Given data:
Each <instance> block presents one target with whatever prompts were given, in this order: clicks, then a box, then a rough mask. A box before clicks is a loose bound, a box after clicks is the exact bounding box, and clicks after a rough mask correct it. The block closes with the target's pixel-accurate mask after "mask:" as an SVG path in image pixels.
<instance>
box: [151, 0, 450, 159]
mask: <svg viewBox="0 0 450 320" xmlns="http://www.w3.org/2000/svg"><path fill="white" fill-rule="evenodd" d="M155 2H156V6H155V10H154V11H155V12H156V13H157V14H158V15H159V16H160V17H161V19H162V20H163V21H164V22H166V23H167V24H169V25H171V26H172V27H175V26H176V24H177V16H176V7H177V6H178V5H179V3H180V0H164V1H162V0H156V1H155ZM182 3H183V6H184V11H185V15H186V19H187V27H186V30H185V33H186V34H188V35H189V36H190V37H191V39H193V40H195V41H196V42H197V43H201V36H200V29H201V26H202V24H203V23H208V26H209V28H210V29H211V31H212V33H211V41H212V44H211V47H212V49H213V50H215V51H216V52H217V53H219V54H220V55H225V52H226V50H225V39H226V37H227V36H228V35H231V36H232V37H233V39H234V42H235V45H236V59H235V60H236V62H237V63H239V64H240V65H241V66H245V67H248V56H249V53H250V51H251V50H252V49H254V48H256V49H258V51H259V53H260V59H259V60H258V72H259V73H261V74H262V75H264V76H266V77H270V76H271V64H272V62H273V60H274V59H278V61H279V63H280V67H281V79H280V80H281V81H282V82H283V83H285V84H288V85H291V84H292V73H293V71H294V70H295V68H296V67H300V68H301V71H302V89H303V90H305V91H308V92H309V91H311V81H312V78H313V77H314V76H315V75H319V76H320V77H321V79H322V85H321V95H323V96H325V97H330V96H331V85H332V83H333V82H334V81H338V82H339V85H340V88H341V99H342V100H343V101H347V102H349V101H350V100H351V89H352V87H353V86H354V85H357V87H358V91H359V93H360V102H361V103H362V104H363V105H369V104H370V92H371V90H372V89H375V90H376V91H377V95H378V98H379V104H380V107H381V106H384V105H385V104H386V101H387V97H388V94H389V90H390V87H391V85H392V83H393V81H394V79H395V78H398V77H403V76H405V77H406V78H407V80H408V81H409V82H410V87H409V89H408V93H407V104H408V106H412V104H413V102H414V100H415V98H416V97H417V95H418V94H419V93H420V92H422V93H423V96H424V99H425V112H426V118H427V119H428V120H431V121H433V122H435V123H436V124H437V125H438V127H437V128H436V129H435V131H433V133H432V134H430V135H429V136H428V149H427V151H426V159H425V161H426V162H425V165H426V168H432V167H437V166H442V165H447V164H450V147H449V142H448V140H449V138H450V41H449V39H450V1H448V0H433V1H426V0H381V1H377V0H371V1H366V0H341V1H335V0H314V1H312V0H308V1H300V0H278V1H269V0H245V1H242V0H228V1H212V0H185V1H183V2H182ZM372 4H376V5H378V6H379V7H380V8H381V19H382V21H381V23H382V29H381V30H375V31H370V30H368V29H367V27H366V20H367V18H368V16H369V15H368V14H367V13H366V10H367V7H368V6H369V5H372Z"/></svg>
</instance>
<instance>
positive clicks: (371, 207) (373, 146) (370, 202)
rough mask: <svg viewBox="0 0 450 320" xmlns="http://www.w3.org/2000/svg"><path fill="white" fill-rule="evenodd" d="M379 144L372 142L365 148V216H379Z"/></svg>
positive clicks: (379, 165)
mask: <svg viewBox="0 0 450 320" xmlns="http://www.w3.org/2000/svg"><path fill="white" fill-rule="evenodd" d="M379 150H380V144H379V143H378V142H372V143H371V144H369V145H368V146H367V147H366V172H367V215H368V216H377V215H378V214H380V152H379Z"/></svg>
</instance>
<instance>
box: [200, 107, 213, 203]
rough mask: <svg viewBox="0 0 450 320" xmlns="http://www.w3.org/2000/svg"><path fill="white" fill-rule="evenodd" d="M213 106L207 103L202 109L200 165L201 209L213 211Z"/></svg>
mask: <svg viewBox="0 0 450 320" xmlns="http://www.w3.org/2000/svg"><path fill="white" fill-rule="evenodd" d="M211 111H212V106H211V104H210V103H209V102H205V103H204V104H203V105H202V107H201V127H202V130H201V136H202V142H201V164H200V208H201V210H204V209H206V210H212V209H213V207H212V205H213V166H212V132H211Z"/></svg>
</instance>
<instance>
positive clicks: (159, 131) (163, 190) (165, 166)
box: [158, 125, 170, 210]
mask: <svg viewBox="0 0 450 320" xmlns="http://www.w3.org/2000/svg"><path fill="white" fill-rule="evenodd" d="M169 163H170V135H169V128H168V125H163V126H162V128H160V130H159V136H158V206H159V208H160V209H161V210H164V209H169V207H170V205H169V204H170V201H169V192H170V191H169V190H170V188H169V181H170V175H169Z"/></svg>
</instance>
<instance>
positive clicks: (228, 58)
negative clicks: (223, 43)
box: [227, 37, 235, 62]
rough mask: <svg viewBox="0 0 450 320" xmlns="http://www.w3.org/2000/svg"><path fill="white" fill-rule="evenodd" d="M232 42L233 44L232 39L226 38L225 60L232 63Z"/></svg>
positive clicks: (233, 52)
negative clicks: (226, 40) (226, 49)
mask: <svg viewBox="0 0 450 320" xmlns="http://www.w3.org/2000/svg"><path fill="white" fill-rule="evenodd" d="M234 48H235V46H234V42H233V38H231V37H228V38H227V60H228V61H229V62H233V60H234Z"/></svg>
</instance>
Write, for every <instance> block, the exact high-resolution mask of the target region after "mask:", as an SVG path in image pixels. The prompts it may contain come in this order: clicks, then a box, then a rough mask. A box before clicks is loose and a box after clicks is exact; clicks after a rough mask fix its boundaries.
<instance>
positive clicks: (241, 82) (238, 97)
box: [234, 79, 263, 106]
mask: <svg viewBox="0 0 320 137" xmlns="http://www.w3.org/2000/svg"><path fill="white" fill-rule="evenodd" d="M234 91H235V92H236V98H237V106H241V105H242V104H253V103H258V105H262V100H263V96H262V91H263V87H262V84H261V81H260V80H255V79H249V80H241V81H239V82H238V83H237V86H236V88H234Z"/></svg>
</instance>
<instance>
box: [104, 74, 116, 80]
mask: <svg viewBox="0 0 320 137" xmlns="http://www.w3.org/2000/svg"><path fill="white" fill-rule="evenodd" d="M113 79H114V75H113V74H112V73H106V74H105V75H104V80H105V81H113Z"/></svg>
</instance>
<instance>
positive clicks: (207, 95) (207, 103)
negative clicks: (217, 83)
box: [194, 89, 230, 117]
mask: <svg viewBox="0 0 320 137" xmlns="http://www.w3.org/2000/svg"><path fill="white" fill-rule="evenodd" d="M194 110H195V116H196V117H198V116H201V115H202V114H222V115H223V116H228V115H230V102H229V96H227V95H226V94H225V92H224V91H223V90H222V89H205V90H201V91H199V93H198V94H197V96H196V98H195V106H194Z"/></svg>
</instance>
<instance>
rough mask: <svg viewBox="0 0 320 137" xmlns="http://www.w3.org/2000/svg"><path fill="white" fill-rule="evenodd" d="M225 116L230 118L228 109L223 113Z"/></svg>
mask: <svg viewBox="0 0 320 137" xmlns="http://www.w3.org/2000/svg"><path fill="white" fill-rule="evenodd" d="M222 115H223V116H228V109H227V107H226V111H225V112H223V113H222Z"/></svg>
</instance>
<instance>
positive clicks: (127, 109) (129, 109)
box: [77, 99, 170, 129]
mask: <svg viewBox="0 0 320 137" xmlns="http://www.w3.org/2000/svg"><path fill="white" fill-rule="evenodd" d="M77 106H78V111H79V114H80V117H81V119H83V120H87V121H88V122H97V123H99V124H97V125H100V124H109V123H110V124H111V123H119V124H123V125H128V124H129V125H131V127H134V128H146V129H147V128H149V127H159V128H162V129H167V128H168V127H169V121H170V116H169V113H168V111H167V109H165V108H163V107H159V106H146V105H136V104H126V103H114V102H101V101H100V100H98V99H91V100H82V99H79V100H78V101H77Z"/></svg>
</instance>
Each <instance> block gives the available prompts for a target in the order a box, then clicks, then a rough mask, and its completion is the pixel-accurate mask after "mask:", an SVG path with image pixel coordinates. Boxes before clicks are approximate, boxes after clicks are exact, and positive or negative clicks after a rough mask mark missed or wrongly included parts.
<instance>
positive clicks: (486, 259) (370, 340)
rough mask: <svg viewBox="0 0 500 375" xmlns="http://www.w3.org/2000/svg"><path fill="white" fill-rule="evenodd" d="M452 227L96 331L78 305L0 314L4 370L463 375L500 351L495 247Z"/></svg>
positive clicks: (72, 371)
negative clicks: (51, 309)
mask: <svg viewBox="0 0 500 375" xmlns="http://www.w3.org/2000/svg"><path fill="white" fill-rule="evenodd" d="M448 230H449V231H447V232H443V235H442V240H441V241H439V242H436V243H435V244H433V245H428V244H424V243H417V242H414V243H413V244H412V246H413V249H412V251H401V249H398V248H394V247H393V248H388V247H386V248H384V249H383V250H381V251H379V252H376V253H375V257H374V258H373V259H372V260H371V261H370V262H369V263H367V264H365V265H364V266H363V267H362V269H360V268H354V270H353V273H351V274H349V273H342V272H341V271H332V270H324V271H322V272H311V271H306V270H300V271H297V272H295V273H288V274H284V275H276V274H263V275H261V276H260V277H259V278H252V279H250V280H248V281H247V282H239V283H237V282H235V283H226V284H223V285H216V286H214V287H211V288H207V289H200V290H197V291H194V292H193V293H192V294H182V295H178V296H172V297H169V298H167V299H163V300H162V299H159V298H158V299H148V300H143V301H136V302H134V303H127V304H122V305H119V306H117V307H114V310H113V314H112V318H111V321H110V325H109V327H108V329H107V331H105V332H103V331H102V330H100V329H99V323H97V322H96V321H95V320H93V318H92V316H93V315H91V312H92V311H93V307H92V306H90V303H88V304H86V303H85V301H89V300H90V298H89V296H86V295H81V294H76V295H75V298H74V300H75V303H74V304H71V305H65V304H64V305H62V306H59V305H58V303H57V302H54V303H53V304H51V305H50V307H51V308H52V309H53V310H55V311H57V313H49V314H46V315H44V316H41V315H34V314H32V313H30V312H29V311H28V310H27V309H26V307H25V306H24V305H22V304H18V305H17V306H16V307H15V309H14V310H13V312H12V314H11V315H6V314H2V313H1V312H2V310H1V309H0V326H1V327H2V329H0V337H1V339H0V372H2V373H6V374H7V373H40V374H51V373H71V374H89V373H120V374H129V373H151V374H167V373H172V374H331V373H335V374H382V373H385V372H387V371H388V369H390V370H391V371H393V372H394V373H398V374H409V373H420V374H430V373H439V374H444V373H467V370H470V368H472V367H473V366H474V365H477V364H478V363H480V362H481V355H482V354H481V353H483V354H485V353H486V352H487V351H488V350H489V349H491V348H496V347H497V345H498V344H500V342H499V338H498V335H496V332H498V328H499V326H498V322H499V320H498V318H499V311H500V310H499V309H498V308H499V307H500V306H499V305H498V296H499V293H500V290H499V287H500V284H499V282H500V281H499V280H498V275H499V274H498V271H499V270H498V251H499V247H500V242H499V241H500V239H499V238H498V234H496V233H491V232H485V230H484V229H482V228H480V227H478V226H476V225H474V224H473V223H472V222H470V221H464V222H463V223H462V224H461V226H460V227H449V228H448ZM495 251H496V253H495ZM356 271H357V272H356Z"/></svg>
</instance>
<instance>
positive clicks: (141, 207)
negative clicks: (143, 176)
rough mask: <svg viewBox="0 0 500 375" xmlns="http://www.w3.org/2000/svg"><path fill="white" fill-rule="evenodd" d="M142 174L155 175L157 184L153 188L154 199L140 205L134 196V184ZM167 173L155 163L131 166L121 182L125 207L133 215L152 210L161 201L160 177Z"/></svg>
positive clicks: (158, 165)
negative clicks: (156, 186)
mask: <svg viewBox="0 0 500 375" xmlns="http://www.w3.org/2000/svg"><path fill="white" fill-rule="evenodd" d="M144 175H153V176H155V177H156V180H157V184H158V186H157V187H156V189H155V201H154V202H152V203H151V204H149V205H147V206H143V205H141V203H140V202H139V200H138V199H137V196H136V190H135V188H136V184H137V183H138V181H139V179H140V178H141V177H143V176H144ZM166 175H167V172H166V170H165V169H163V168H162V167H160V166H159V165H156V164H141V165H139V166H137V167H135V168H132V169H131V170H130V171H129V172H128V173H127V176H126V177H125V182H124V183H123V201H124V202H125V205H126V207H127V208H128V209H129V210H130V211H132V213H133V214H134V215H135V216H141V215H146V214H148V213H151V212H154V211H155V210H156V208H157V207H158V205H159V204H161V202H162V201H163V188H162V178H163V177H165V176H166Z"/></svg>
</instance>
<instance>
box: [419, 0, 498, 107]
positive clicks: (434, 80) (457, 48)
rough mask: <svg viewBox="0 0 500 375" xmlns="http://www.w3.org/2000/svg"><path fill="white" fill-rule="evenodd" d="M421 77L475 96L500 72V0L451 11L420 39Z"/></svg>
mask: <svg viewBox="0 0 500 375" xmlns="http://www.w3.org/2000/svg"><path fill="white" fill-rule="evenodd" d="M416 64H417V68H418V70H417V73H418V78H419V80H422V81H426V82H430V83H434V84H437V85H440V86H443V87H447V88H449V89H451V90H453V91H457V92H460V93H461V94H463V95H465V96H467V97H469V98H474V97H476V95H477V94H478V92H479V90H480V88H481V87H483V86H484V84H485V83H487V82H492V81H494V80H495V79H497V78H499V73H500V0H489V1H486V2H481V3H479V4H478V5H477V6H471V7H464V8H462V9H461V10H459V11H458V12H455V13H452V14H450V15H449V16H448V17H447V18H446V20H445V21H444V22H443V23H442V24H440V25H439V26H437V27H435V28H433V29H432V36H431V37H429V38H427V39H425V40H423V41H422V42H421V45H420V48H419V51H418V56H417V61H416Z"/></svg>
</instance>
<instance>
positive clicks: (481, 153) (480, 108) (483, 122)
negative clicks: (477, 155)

Exercise aim:
Gather up, from the records above, each line where the word "order" appears.

Output:
Each <instance> block presents one target with whatever prompts were given, in this order: clicks, then a box, then a rough mask. A box before clicks is a loose bound, a box after clicks is the exact bounding box, and clicks after a rough mask correct it. The block closes with the target's pixel-accurate mask after "mask:" as an SVG path in image pixels.
Write, for every <instance> block, the exact high-resolution mask of the target region after "mask:", as an SVG path in image pixels. The prompts it may contain come in this order: clicks, then a box, then a rough mask. A box before clicks is loose and a box after clicks is exact; clicks after a rough mask fix its boundaries.
Each <instance> block gives the available prompts for a target in the order a box, then clicks, then a rough mask, and its completion is the pixel-accurate mask after "mask:", an SVG path with image pixel coordinates. Boxes before clicks are approximate, boxes after clicks are exact, and positive or negative clicks after a rough mask mark missed or wrongly included parts.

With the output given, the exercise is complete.